[Extracted data entries]
• • • • • • •

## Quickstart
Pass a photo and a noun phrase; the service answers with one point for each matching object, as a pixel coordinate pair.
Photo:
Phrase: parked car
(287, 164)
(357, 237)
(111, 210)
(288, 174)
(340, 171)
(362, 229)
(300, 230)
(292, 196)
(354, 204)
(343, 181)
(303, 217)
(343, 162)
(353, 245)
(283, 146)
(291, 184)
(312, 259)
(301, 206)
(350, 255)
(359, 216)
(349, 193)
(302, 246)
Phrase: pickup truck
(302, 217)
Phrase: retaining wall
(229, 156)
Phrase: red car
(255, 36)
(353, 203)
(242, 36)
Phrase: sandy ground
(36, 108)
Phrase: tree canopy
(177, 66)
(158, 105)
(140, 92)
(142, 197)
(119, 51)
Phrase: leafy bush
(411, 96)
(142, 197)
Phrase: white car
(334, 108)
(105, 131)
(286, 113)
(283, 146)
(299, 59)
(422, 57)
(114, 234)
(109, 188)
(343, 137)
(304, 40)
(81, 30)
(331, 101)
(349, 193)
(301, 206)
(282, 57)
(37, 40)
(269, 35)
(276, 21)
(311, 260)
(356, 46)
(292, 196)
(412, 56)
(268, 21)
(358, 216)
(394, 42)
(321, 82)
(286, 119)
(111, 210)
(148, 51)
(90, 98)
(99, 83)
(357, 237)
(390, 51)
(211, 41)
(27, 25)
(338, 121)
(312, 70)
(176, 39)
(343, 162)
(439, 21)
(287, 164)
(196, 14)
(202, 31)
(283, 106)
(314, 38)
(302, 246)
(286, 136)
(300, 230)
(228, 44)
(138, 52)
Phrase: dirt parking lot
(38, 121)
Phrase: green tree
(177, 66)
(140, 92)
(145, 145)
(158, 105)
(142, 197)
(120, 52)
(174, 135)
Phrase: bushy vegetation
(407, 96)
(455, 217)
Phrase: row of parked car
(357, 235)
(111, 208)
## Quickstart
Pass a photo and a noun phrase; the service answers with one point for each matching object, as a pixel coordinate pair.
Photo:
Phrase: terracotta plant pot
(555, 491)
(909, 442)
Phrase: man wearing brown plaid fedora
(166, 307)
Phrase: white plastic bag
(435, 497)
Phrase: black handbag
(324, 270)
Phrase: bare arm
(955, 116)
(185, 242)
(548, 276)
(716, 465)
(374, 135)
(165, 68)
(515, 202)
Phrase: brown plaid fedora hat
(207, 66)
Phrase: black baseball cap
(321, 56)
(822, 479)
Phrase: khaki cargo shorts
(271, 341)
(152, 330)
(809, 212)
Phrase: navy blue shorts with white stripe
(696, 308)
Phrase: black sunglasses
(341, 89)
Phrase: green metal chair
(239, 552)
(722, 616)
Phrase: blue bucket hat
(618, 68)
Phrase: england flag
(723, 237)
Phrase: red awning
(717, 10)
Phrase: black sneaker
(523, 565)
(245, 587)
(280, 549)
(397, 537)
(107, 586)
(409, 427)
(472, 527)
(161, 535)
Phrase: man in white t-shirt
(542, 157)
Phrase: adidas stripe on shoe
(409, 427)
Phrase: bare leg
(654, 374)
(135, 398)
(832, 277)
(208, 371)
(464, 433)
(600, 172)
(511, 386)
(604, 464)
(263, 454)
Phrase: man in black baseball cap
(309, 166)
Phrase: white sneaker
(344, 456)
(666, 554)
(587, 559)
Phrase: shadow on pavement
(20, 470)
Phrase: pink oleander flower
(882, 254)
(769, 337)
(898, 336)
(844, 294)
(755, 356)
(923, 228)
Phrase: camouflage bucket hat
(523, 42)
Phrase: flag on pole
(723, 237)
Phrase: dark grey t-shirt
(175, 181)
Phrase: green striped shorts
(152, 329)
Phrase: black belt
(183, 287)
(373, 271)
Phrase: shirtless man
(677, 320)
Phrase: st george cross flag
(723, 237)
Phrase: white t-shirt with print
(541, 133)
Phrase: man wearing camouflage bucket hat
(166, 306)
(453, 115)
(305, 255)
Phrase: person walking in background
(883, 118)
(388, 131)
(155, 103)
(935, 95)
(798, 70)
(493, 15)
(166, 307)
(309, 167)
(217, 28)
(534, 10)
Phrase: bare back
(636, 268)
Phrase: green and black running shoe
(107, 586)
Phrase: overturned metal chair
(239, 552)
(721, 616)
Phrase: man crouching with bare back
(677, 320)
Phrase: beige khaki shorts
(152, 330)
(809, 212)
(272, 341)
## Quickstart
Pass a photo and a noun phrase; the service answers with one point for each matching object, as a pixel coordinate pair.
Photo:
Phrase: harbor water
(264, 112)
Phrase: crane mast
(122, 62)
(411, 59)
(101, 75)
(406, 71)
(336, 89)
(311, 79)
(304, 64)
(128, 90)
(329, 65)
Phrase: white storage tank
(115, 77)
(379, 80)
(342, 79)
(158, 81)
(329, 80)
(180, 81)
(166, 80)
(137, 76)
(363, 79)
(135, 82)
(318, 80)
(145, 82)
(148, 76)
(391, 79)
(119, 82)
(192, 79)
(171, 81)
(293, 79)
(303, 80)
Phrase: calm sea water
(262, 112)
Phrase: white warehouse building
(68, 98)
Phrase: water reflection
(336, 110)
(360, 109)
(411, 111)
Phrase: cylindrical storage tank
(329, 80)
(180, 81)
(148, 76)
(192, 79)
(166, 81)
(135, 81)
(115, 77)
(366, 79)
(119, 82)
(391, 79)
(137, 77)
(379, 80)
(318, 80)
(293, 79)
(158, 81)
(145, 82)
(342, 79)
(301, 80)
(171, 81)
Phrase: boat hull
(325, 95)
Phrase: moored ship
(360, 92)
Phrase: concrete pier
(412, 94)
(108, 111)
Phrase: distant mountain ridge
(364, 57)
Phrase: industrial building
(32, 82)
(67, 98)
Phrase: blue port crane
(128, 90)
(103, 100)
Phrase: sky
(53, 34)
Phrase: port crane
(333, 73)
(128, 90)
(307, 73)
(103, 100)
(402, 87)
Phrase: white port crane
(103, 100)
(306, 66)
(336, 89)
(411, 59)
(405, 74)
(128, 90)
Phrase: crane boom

• • • • • • •

### Exercise details
Write the entire listing out again, word for word.

### Solution for this task
## Quickstart
Pass a photo and a noun phrase; the service answers with one point for each matching object, as a pixel coordinate pair.
Photo:
Phrase: parked car
(287, 164)
(357, 237)
(111, 210)
(288, 174)
(340, 171)
(362, 229)
(300, 230)
(292, 196)
(354, 204)
(343, 181)
(303, 217)
(343, 162)
(353, 245)
(283, 146)
(291, 184)
(312, 259)
(301, 206)
(350, 255)
(359, 216)
(349, 193)
(302, 246)
Phrase: pickup truck
(302, 217)
Phrase: retaining wall
(229, 156)
Phrase: red car
(255, 36)
(353, 203)
(242, 36)
Phrase: sandy ground
(36, 108)
Phrase: tree canopy
(177, 66)
(158, 105)
(140, 92)
(142, 197)
(119, 51)
Phrase: leafy bush
(411, 96)
(142, 197)
Phrase: white car
(334, 108)
(105, 131)
(286, 113)
(283, 146)
(299, 59)
(422, 57)
(114, 234)
(109, 188)
(343, 137)
(304, 40)
(81, 30)
(331, 101)
(349, 193)
(301, 206)
(282, 57)
(37, 40)
(269, 35)
(276, 21)
(311, 260)
(356, 46)
(292, 196)
(412, 56)
(268, 21)
(358, 216)
(394, 42)
(321, 82)
(286, 119)
(111, 210)
(148, 51)
(90, 98)
(99, 83)
(357, 237)
(390, 51)
(211, 41)
(27, 25)
(338, 121)
(312, 70)
(176, 39)
(343, 162)
(439, 21)
(287, 164)
(196, 14)
(202, 31)
(283, 106)
(314, 38)
(302, 246)
(286, 136)
(300, 230)
(228, 44)
(138, 52)
Phrase: dirt parking lot
(38, 121)
Phrase: green tree
(177, 66)
(140, 92)
(145, 145)
(158, 105)
(142, 197)
(120, 52)
(174, 135)
Phrase: bushy vegetation
(407, 96)
(455, 217)
Phrase: row of parked car
(357, 235)
(111, 208)
## Quickstart
Pass a photo and a noun phrase; the service answers with one point for each matching object, as a pixel coordinate pair.
Photo:
Phrase: terracotta plant pot
(555, 491)
(909, 442)
Phrase: man wearing brown plaid fedora
(166, 307)
Phrase: white plastic bag
(435, 497)
Phrase: black handbag
(324, 270)
Phrase: bare arm
(955, 116)
(185, 242)
(548, 276)
(716, 465)
(374, 135)
(165, 68)
(515, 202)
Phrase: brown plaid fedora hat
(207, 66)
Phrase: black baseball cap
(321, 56)
(822, 479)
Phrase: khaki cargo shorts
(271, 341)
(152, 330)
(809, 212)
Phrase: navy blue shorts with white stripe
(696, 308)
Phrase: black sunglasses
(341, 89)
Phrase: green metal chair
(239, 552)
(722, 616)
Phrase: blue bucket hat
(618, 68)
Phrase: england flag
(723, 237)
Phrase: red awning
(717, 10)
Phrase: black sneaker
(523, 565)
(245, 587)
(280, 549)
(397, 537)
(107, 586)
(409, 427)
(472, 527)
(161, 535)
Phrase: man in white t-shirt
(542, 157)
Phrase: adidas stripe on shoe
(409, 427)
Phrase: bare leg
(654, 374)
(135, 398)
(832, 277)
(208, 371)
(464, 433)
(600, 172)
(511, 386)
(604, 464)
(263, 454)
Phrase: man in black baseball cap
(309, 166)
Phrase: white sneaker
(344, 456)
(666, 554)
(587, 559)
Phrase: shadow on pavement
(20, 470)
Phrase: pink oleander flower
(882, 254)
(769, 337)
(898, 336)
(844, 294)
(755, 356)
(923, 228)
Phrase: camouflage bucket hat
(523, 42)
Phrase: flag on pole
(723, 237)
Phrase: dark grey t-shirt
(175, 181)
Phrase: green striped shorts
(152, 329)
Phrase: black belt
(183, 287)
(373, 271)
Phrase: shirtless man
(677, 320)
Phrase: st george cross flag
(723, 237)
Phrase: white t-shirt with print
(541, 133)
Phrase: man wearing camouflage bucket hat
(166, 306)
(453, 115)
(305, 255)
Phrase: person walking in background
(883, 118)
(388, 131)
(155, 103)
(935, 95)
(798, 70)
(493, 15)
(166, 307)
(309, 167)
(217, 28)
(534, 10)
Phrase: bare back
(636, 268)
Phrase: green and black running shoe
(107, 586)
Phrase: overturned metal chair
(239, 552)
(721, 616)
Phrase: man crouching with bare back
(677, 320)
Phrase: beige khaki shorts
(152, 330)
(809, 212)
(272, 341)
## Quickstart
Pass a photo and a noun phrase; the service answers with one point for each matching object, as a pixel coordinate pair.
Photo:
Phrase: harbor water
(264, 112)
Phrase: crane mast
(122, 62)
(411, 59)
(101, 75)
(406, 71)
(336, 89)
(311, 79)
(304, 64)
(128, 90)
(329, 65)
Phrase: white storage tank
(115, 77)
(379, 80)
(342, 79)
(158, 81)
(329, 80)
(180, 81)
(166, 80)
(137, 76)
(363, 79)
(135, 82)
(318, 80)
(145, 82)
(148, 76)
(391, 79)
(119, 82)
(192, 79)
(171, 81)
(293, 79)
(303, 80)
Phrase: calm sea water
(262, 112)
Phrase: white warehouse building
(68, 98)
Phrase: water reflection
(336, 110)
(360, 109)
(411, 111)
Phrase: cylindrical storage tank
(329, 80)
(180, 81)
(148, 76)
(192, 79)
(166, 81)
(135, 81)
(115, 77)
(366, 79)
(119, 82)
(391, 79)
(137, 77)
(379, 80)
(318, 80)
(293, 79)
(158, 81)
(145, 82)
(342, 79)
(301, 80)
(171, 81)
Phrase: boat hull
(325, 95)
Phrase: moored ship
(360, 92)
Phrase: concrete pier
(412, 94)
(108, 111)
Phrase: distant mountain ridge
(364, 57)
Phrase: industrial building
(32, 82)
(67, 98)
Phrase: blue port crane
(128, 90)
(103, 100)
Phrase: sky
(53, 34)
Phrase: port crane
(333, 73)
(128, 90)
(307, 73)
(103, 100)
(402, 87)
Phrase: white port crane
(103, 100)
(306, 66)
(336, 89)
(411, 59)
(405, 74)
(128, 90)
Phrase: crane boom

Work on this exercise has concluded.